#### WORK TO COMPLETE:
Extract every line of the entries below that contains the word "pedestrian", and reproduce each such line in full.

#### MATERIAL PROVIDED:
■ ■ ■ ■

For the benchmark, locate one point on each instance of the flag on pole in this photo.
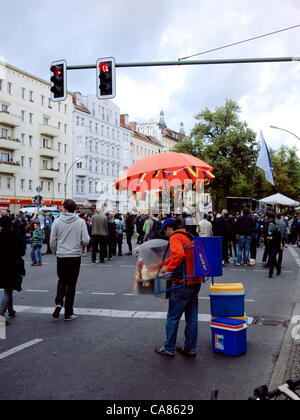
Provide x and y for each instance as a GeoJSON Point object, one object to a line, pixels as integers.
{"type": "Point", "coordinates": [264, 160]}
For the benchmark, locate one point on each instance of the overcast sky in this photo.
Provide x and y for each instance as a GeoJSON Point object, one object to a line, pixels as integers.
{"type": "Point", "coordinates": [32, 34]}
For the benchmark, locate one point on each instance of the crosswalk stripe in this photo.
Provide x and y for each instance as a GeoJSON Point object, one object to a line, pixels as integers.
{"type": "Point", "coordinates": [111, 313]}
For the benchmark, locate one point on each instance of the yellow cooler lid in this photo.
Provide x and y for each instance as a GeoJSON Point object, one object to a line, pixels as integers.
{"type": "Point", "coordinates": [227, 287]}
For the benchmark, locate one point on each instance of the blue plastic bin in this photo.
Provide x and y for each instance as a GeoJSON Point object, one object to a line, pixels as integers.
{"type": "Point", "coordinates": [227, 299]}
{"type": "Point", "coordinates": [229, 336]}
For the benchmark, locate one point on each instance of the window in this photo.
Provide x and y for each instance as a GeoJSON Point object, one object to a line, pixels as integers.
{"type": "Point", "coordinates": [5, 157]}
{"type": "Point", "coordinates": [4, 133]}
{"type": "Point", "coordinates": [46, 143]}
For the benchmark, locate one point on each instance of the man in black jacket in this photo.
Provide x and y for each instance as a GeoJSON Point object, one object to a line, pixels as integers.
{"type": "Point", "coordinates": [244, 226]}
{"type": "Point", "coordinates": [274, 242]}
{"type": "Point", "coordinates": [221, 227]}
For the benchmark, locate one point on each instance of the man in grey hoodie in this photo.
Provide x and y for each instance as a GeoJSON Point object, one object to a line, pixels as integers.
{"type": "Point", "coordinates": [68, 234]}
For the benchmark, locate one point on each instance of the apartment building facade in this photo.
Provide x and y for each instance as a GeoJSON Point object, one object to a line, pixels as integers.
{"type": "Point", "coordinates": [160, 131]}
{"type": "Point", "coordinates": [35, 141]}
{"type": "Point", "coordinates": [101, 147]}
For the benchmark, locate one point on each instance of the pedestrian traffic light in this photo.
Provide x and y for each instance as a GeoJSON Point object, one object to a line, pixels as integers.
{"type": "Point", "coordinates": [58, 79]}
{"type": "Point", "coordinates": [106, 78]}
{"type": "Point", "coordinates": [38, 199]}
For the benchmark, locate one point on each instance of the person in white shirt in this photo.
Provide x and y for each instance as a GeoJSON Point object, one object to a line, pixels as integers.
{"type": "Point", "coordinates": [205, 227]}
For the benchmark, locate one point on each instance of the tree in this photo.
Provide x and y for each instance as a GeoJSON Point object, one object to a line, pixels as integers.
{"type": "Point", "coordinates": [222, 140]}
{"type": "Point", "coordinates": [286, 174]}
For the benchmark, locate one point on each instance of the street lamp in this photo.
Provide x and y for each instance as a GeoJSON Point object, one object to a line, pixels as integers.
{"type": "Point", "coordinates": [67, 174]}
{"type": "Point", "coordinates": [283, 129]}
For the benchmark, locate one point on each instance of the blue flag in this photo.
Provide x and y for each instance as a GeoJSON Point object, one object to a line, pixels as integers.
{"type": "Point", "coordinates": [264, 160]}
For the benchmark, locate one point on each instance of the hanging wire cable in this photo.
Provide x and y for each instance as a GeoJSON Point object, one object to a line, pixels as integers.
{"type": "Point", "coordinates": [240, 42]}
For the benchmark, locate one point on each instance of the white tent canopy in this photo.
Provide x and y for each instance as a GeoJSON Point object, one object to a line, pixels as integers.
{"type": "Point", "coordinates": [280, 200]}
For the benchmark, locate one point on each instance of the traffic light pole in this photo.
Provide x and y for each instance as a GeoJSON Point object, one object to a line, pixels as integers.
{"type": "Point", "coordinates": [193, 62]}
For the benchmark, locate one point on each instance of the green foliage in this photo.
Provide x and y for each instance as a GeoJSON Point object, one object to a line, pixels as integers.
{"type": "Point", "coordinates": [222, 140]}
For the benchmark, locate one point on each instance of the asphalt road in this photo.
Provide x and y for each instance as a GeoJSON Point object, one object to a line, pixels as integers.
{"type": "Point", "coordinates": [108, 353]}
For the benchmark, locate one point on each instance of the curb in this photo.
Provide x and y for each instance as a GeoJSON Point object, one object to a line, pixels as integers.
{"type": "Point", "coordinates": [284, 366]}
{"type": "Point", "coordinates": [279, 375]}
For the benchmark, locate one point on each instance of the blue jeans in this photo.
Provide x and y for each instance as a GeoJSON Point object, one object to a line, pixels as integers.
{"type": "Point", "coordinates": [7, 302]}
{"type": "Point", "coordinates": [182, 300]}
{"type": "Point", "coordinates": [36, 254]}
{"type": "Point", "coordinates": [244, 244]}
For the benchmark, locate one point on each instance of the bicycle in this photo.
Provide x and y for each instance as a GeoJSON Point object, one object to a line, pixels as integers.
{"type": "Point", "coordinates": [262, 393]}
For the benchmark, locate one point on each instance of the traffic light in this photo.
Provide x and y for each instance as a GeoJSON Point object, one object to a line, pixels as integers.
{"type": "Point", "coordinates": [106, 78]}
{"type": "Point", "coordinates": [58, 79]}
{"type": "Point", "coordinates": [38, 199]}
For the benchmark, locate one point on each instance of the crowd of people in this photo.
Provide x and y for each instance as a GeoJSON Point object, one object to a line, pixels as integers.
{"type": "Point", "coordinates": [242, 233]}
{"type": "Point", "coordinates": [104, 233]}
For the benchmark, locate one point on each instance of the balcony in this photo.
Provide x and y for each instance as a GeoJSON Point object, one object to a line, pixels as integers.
{"type": "Point", "coordinates": [48, 152]}
{"type": "Point", "coordinates": [9, 167]}
{"type": "Point", "coordinates": [49, 130]}
{"type": "Point", "coordinates": [82, 172]}
{"type": "Point", "coordinates": [9, 144]}
{"type": "Point", "coordinates": [9, 119]}
{"type": "Point", "coordinates": [49, 173]}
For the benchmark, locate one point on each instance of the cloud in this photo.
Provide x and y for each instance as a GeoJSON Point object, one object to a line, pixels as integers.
{"type": "Point", "coordinates": [138, 31]}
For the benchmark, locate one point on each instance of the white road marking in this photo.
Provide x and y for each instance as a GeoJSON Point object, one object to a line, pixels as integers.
{"type": "Point", "coordinates": [41, 291]}
{"type": "Point", "coordinates": [103, 293]}
{"type": "Point", "coordinates": [295, 255]}
{"type": "Point", "coordinates": [112, 313]}
{"type": "Point", "coordinates": [20, 348]}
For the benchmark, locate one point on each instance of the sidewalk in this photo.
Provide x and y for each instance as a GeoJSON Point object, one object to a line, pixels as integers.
{"type": "Point", "coordinates": [288, 363]}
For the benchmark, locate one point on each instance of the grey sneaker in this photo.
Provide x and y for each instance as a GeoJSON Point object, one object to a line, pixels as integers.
{"type": "Point", "coordinates": [57, 310]}
{"type": "Point", "coordinates": [71, 317]}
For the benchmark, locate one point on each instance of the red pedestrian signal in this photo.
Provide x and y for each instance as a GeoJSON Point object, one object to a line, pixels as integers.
{"type": "Point", "coordinates": [58, 80]}
{"type": "Point", "coordinates": [105, 78]}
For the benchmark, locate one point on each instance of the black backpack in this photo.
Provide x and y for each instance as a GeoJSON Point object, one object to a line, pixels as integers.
{"type": "Point", "coordinates": [155, 231]}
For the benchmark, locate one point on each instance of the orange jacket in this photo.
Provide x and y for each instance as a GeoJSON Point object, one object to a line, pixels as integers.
{"type": "Point", "coordinates": [179, 254]}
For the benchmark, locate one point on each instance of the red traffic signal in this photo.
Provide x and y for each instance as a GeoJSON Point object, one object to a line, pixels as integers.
{"type": "Point", "coordinates": [58, 80]}
{"type": "Point", "coordinates": [105, 78]}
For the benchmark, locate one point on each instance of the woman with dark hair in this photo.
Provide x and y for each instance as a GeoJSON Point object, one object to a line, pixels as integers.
{"type": "Point", "coordinates": [12, 249]}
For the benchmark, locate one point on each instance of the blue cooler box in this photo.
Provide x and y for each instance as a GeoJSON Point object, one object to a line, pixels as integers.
{"type": "Point", "coordinates": [227, 299]}
{"type": "Point", "coordinates": [229, 336]}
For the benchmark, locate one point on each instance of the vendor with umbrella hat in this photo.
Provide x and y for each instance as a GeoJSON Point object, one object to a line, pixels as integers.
{"type": "Point", "coordinates": [181, 299]}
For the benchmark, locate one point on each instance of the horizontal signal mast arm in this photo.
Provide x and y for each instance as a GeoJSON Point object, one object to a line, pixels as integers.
{"type": "Point", "coordinates": [193, 62]}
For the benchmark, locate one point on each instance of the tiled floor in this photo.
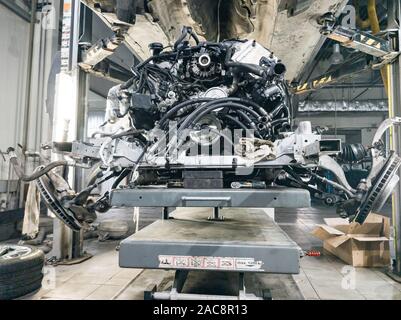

■ ■ ■ ■

#### CORRECT RESULT:
For the benchmark, locate one point on each instance of the pedestrian traffic light in this photo.
For the benchmark, locate one point on each instance of the red pedestrian signal in this photo.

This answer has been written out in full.